**ESTRATTO:**
===============
# indicativo presente o congiuntivo presente



## bexster

Buongiorno a tutti,

Sto controllando un traduzione fatto da qualcun'altro e vorrei capire bene quando devo usare o indicativo presente o congiuntivo presente nelle domande.

Ho capito (magari male) che:
*  indicativo presente:  usa quando la domanda contiene dichiarazione/asserzione
*  congiuntivo presente:  le domande ipotetico

Quindi, la prossima e' giusta:
Mi piace molto che le persone mi riconoscano quando entro in una stanza.

Penso io che deve usare indicativo.

Grazie


----------



## ohbice

bexster said:


> Buongiorno a tutti,
> 
> Sto controllando una traduzione fatta da altri e vorrei capire bene quando devo usare l'indicativo presente e quando il congiuntivo presente nelle domande.
> 
> Ho capito (magari male) che:
> * indicativo presente: si usa quando la domanda contiene una dichiarazione/asserzione
> * congiuntivo presente: le domande contengono ipotesi
> 
> Quindi, la frase seguente e' giusta:
> Mi piace molto che le persone mi riconoscono quando entro in una stanza.
> 
> Penso di dover usare l'indicativo.
> 
> Grazie




Indicativo, correct! Mi piace molto che quando entro in un locale le persone mi _riconoscono.
_Se cerchi bene nel forum troverai molte discussioni sull'uso di indicativo e congiuntivo. Purtroppo non è sempre semplice


----------



## bexster

Grazie mille


----------



## Giorgio Spizzi

Sicuro sicuro, bice? Io ho i miei dubbi.

GS


----------



## Necsus

Di norma i verbi che esprimono sentimenti reggono il congiuntivo, se il soggetto della dipendente non coincide con quello della reggente, quindi personalmente consiglio "Mi piace molto *che* le persone mi riconosc*a*no quando entro in una stanza". L'indicativo si userà eventualmente nel caso di due proposizioni coordinate collegate dalla preposizione _e_: "Mi piace molto quando entro in una stanza *e *le persone mi riconosc*o*no". 

PS: "qualcun altro", senza apostrofo.


----------



## bexster

Grazie a tutti per avermi aiutato con la traduzione e corregere il mio italiano


----------



## ohbice

Giorgio Spizzi said:


> Sicuro sicuro, bice? Io ho i miei dubbi.
> 
> GS



No, non sono sicuro. Ho invitato l'autore del post a considerare con attenzione i molti altri thread correlati con la (intricata, almeno per me) questione indicativo-congiuntivo proprio per questa mia insicurezza. 

Diciamo che nel contesto specifico preferisco l'indicativo.
Ciao


----------



## Giorgio Spizzi

Illuminante, la tua ipotesi, Nec.
===============
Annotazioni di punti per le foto
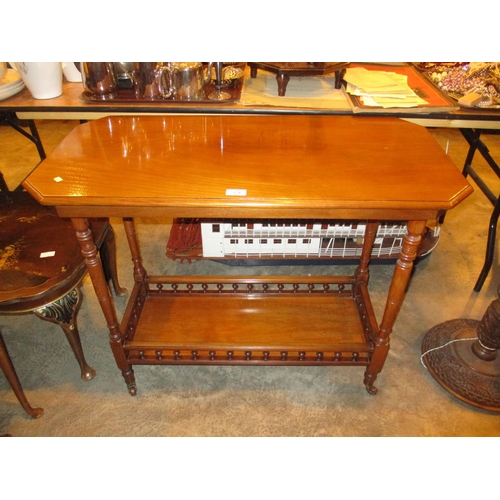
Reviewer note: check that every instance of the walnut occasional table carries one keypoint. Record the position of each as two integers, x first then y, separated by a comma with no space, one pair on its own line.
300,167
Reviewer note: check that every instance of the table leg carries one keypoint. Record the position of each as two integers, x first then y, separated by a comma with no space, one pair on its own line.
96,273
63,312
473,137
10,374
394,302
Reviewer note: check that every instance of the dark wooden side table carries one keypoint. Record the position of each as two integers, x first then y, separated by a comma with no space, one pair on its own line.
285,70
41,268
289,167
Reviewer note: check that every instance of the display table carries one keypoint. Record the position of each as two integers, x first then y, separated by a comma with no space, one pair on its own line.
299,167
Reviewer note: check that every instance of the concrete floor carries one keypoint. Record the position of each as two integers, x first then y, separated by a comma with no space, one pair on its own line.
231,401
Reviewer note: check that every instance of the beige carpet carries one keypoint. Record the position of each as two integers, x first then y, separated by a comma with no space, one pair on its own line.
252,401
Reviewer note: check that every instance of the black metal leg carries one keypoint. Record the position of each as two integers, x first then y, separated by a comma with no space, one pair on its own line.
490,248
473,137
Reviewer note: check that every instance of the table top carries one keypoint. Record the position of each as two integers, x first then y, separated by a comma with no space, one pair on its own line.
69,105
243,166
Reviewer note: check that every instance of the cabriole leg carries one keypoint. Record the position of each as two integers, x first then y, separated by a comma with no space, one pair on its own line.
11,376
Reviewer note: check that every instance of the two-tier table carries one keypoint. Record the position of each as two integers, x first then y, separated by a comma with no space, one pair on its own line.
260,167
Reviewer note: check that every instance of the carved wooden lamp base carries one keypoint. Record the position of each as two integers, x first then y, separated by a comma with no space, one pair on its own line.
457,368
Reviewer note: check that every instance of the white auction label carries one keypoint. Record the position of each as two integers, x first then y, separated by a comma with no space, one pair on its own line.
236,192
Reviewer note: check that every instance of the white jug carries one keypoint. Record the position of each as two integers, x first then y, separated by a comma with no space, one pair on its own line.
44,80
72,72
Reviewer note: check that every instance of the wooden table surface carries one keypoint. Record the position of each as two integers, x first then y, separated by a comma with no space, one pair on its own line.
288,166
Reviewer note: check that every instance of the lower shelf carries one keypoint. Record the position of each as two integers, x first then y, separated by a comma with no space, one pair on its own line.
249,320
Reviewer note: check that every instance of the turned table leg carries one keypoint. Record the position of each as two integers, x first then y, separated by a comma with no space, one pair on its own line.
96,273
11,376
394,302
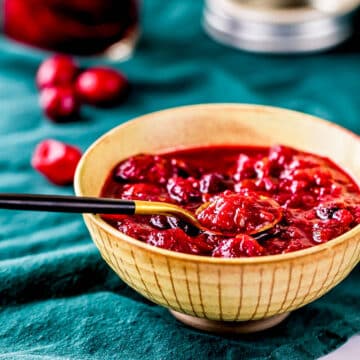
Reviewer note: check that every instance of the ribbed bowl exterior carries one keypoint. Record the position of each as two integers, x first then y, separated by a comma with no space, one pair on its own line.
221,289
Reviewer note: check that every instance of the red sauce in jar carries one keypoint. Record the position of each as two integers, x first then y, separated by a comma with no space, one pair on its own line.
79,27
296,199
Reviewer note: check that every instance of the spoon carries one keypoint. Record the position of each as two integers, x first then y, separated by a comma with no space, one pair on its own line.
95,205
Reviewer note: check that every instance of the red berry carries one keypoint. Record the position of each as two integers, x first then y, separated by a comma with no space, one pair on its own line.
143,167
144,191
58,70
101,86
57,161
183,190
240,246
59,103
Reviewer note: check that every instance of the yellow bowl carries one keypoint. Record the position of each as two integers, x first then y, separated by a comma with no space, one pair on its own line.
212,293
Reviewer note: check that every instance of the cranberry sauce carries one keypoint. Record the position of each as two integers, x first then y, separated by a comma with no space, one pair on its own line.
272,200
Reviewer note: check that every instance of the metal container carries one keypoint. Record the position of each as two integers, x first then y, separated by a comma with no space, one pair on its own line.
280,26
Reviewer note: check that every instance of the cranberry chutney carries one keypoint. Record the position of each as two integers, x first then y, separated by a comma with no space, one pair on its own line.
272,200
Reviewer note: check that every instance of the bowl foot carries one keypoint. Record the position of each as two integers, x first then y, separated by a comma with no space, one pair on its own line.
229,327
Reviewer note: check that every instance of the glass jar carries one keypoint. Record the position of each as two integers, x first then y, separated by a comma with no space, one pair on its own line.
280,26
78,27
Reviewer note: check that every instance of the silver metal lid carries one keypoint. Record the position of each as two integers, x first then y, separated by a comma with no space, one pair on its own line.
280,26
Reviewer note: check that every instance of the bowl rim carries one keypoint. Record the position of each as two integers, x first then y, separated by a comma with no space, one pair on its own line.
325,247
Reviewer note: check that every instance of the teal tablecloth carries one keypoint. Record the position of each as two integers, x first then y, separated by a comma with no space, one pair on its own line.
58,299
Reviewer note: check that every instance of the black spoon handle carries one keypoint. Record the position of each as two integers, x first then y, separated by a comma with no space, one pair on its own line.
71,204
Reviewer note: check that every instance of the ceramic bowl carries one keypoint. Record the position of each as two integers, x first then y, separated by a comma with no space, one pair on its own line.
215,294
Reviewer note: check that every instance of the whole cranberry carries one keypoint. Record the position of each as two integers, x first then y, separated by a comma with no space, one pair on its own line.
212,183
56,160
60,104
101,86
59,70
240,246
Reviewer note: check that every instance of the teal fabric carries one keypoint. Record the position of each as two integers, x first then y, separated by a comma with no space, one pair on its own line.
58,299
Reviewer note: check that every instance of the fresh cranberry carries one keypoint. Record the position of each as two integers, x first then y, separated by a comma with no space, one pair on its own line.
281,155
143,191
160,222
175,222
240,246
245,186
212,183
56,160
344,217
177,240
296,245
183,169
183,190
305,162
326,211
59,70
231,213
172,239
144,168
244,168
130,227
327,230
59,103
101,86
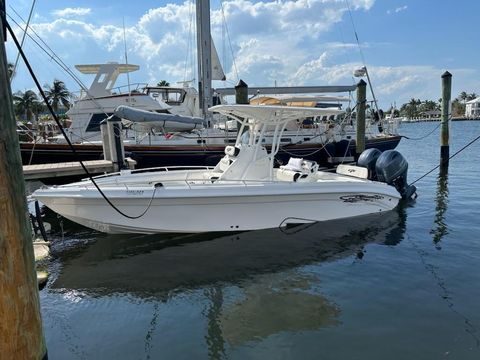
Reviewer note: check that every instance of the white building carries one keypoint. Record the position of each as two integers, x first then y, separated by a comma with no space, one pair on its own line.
===============
**COMPITO:** Nella discussione su indicativo e congiuntivo, quale modo reggono di norma, secondo Necsus, i verbi che esprimono sentimenti quando il soggetto della dipendente non coincide con quello della reggente? Per rispondere basati unicamente sulla discussione.

**RISPOSTA:** Reggono il congiuntivo.